## Task to complete
Give back the lines below verbatim, omitting all pictures.
----
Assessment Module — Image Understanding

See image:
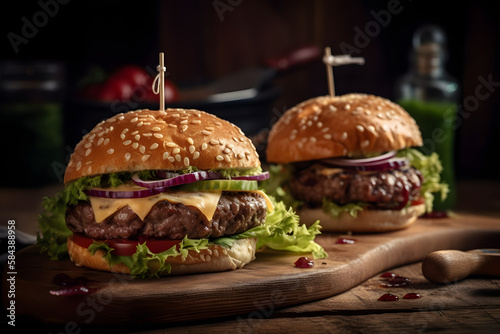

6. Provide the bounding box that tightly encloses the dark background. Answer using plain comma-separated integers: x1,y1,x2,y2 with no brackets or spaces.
1,0,499,181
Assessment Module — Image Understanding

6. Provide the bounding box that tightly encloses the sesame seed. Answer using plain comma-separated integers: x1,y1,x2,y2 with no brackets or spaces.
166,142,177,147
317,122,323,128
223,148,231,154
76,161,82,170
131,117,138,123
367,125,376,133
187,137,194,145
175,154,181,162
143,133,152,137
123,140,132,145
135,134,140,141
201,143,208,150
237,153,244,159
132,142,139,149
310,137,317,143
345,104,351,110
168,124,177,128
150,143,159,150
216,155,224,161
190,120,201,124
163,152,169,160
142,155,150,162
193,151,200,160
329,105,337,112
97,138,104,145
122,128,129,134
181,125,188,132
377,113,384,119
85,148,92,156
172,148,180,154
125,153,131,161
120,134,126,139
184,157,190,166
103,138,109,145
323,134,332,139
210,140,218,145
84,143,92,148
107,148,114,154
139,146,146,154
206,126,214,131
361,140,370,148
154,133,163,139
202,130,211,136
137,121,144,127
341,132,348,140
167,156,174,162
189,145,195,154
356,125,364,132
152,126,161,131
224,155,231,162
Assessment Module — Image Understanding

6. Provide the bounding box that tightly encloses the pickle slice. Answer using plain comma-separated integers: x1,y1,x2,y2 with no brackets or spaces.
178,180,258,192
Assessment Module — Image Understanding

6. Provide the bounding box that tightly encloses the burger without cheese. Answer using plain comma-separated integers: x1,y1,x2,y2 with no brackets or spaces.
38,108,326,278
265,94,448,232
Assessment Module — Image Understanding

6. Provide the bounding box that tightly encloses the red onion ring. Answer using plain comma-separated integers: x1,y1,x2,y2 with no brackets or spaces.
132,171,222,188
326,151,396,167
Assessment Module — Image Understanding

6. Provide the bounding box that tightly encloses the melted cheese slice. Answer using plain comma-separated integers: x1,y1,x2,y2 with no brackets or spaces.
88,184,274,223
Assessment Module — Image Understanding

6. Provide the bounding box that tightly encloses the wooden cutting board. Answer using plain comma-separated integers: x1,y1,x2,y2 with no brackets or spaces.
3,213,500,327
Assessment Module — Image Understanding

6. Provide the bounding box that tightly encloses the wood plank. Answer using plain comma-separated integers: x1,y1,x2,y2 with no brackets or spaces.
3,214,500,326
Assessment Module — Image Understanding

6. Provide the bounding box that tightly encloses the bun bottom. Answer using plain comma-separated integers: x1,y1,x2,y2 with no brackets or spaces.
67,235,257,276
298,204,426,233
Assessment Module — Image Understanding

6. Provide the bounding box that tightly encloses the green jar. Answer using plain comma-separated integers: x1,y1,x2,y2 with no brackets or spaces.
0,61,65,187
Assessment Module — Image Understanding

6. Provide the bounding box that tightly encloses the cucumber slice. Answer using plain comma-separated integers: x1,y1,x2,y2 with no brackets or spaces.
178,180,258,192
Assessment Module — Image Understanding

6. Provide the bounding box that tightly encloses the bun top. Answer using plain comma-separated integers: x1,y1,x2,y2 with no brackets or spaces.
64,109,260,184
266,94,423,164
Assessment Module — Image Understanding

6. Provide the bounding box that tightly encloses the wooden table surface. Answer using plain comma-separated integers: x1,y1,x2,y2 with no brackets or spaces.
1,179,500,333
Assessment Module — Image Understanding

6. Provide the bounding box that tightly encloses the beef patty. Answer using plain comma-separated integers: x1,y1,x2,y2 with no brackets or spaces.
289,165,423,209
66,192,267,240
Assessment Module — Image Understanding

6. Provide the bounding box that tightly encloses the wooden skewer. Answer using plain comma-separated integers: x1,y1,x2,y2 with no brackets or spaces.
159,52,165,112
324,47,335,96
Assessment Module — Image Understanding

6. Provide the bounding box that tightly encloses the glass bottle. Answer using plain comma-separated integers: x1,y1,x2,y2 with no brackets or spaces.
395,25,459,212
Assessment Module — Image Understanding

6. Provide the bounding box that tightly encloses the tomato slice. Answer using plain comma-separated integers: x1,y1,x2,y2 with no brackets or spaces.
72,234,182,256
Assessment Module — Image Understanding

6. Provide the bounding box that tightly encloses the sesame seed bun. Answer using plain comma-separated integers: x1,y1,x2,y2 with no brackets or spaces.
67,235,257,276
266,94,422,164
297,204,426,233
64,108,260,184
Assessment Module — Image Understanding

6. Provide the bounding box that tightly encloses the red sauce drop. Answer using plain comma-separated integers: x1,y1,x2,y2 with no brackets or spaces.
378,293,399,301
381,276,411,287
403,293,421,299
336,238,356,244
380,272,396,278
295,257,314,268
50,273,99,296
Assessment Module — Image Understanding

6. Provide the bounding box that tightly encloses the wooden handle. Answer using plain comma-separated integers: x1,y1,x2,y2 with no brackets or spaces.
422,250,500,283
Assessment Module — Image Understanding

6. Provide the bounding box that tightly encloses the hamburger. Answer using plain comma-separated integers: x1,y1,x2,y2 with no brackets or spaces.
38,108,326,278
265,93,448,232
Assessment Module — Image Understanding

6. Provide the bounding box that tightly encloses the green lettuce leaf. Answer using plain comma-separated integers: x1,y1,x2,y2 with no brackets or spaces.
397,148,448,212
322,199,364,218
213,200,327,259
88,236,210,279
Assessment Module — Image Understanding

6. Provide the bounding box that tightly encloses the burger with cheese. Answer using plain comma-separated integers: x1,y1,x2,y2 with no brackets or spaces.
265,93,448,232
38,108,326,278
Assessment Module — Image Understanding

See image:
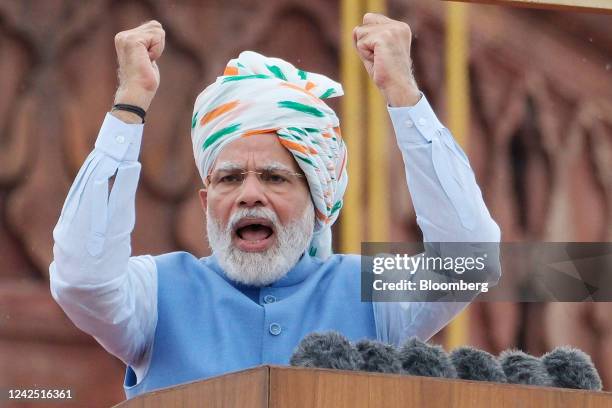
----
## Answer to this task
Assessment Module — Image Understanding

See image:

6. Provide the bounding box that tightly encloses the dark background. Answer using plain comma-separated integers: x1,y1,x2,y2 with no brackets or spaces.
1,0,499,181
Assessment Module — Image Understanding

6. Provide the bounding box that tightly encloses the sesame seed. Answer using plain comma-separated integers: x1,y1,x2,y2 with no brackets or spaces.
166,142,177,147
317,122,323,128
223,148,231,154
76,161,82,170
131,117,138,123
367,125,376,133
187,137,194,145
175,154,181,162
143,133,152,137
123,140,132,145
135,134,140,141
201,143,208,150
237,153,244,159
132,142,139,149
310,137,317,143
345,104,351,110
168,124,177,128
150,143,159,150
216,155,224,161
190,120,201,124
163,152,169,160
142,155,150,162
193,151,200,160
329,105,337,112
97,138,104,145
122,128,129,134
181,125,188,132
377,113,384,119
85,148,92,156
172,148,180,154
125,153,131,161
120,134,126,139
184,157,190,166
103,138,109,145
323,134,332,139
210,140,218,145
84,143,92,148
107,148,114,154
139,146,146,154
206,126,214,131
361,140,370,148
154,133,163,139
202,130,211,136
137,121,144,127
341,132,348,140
167,156,174,162
189,145,195,154
356,125,364,132
152,126,161,131
224,155,231,162
Assessment Module — Image Understanding

6. Provide the bounding box that tightly encloses the pickle slice. Answer using plain comma-separated integers: x1,y1,x2,y2 with no brackets or spaces.
178,180,258,192
Assessment Module — Image Understanding

6. Provide the bounding box that tightly encloses the burger without cheese. Answer using plain comma-separated integers: x1,y1,x2,y2 with no brackets or spaces.
38,108,326,278
265,94,448,232
Assessment Module — Image Understanding

6. Provide the bounding box that tightly encloses the red onion ring. Answer using plain comma-separated integers: x1,y1,x2,y2 with no brackets or spaces.
132,171,222,188
326,151,396,167
Assessment Module — Image Understanding

6. Provide the bounding box that tightly encloses the melted cheese slice. Answer using plain comma-separated integers: x1,y1,x2,y2 with no brackets or spaces.
88,184,274,223
Assessment Module — Image Understanding

6. Provide the bounding box that tightly encloses the wooden cutting board. Answer using plain comma-separated integers: x1,y1,x2,y2 with no brackets or spaces.
3,213,500,327
Assessment Module — Image Understanding

6. Provide the bounding box that tightly encloses the wood plank. Answer using plain comma-separated integers: x1,y1,x2,y2 with no brackets or spaces.
3,214,500,326
Assessment Module — Image Understanding

6. Provide the bounding box that tightly encloses the bun bottom. Answer using plain comma-separated integers: x1,y1,x2,y2 with no brackets or spaces.
67,235,257,276
298,204,426,233
Assessment Module — Image Understanding

6. Provide the bounding box that tightly encloses the green jar. Answer using plain comma-separated integers: x1,y1,x2,y2 with no brackets or spaces.
0,61,65,187
Assessment Module — Image Understanding

6. Provide the bounding box that tightly encloses the cucumber slice. Answer using plain comma-separated integers: x1,y1,x2,y2 with no brackets or spaces.
178,180,258,192
Assessment Module — Image Understanding

6. Provide the bounding box that tightly encloses the bun top. Answer using plain comma-separated integers: x1,y1,x2,y2 with no brackets or spaces.
64,109,260,184
266,94,423,164
Assessment Module — Image Understanding

6. Provide the bounding box that tightly encloses the wooden table surface. Answer using plain comma-separated integers: x1,y1,x2,y2 with no brackets or spaces.
1,179,500,333
Assessment Module — Image Understanding

6. Provide the bounding box that tightly encloses the beef patty. Answer using plain comma-separated integers: x1,y1,x2,y2 with no brackets or spaces.
289,165,423,209
66,192,267,240
Assessment Module — Image Understanding

6. Provide the bounding box that tightly encloses the wooden skewer. Answer using plain comma-separated integers: x1,y1,x2,y2 with no brackets or spaces.
159,52,165,112
324,47,335,96
Assessment Module — Image Understanding

6. Provide the bounding box that tightly encloses the glass bottle. Answer using plain comma-separated integers: x1,y1,x2,y2 with no brackets or spaces.
395,25,459,212
Assessment Module — Image Understanding

6. Provide the bounding box that tightly encloses the tomato slice. Answer using plain comma-separated integers: x1,y1,x2,y2 with no brackets or spaces.
72,234,182,256
Assessment Module — Image Understanding

6. Provide the bounding box that tightly encloses the sesame seed bun. Answer using plain comma-separated integers: x1,y1,x2,y2 with no brackets or spaces.
67,235,257,276
266,94,422,164
297,204,426,233
64,108,260,184
Assessment Module — Image Understanding

6. Provide the bounding box that tightly encloses the red sauce drop. Answer using plain comma-separated integers: x1,y1,x2,y2 with no brackets or spaces.
378,293,399,301
381,276,411,287
403,293,421,299
336,238,356,244
380,272,396,278
295,257,314,268
50,273,99,296
Assessment Module — Image Understanding

6. Provide the bounding box that tightly encloses the wooden handle. Answer using plain comma-separated integers: x1,y1,x2,y2 with no brackets or spaces.
422,250,500,283
Assessment Module — Image Understanding

6. Provide the bounding box that tightly encloses the hamburger. Answer using plain comma-separated integers: x1,y1,x2,y2 with no brackets or spaces.
38,108,326,278
265,93,448,232
Assessment Module — Image Understanding

6. Provide the bounding box that tightly encloses the green lettuce leaf. Answer using plain comma-separated integers: x1,y1,x2,y2 with no brackets or spaces.
397,148,448,212
322,199,364,218
213,200,327,259
88,236,210,279
Assessment Module — Image Understanding

6. Provide the bounding box that tightly encloses the burger with cheese. Answer using plain comma-separated integers: x1,y1,x2,y2 with no brackets or spaces.
265,93,448,232
38,108,326,278
Assessment Module — Image Understanding

See image:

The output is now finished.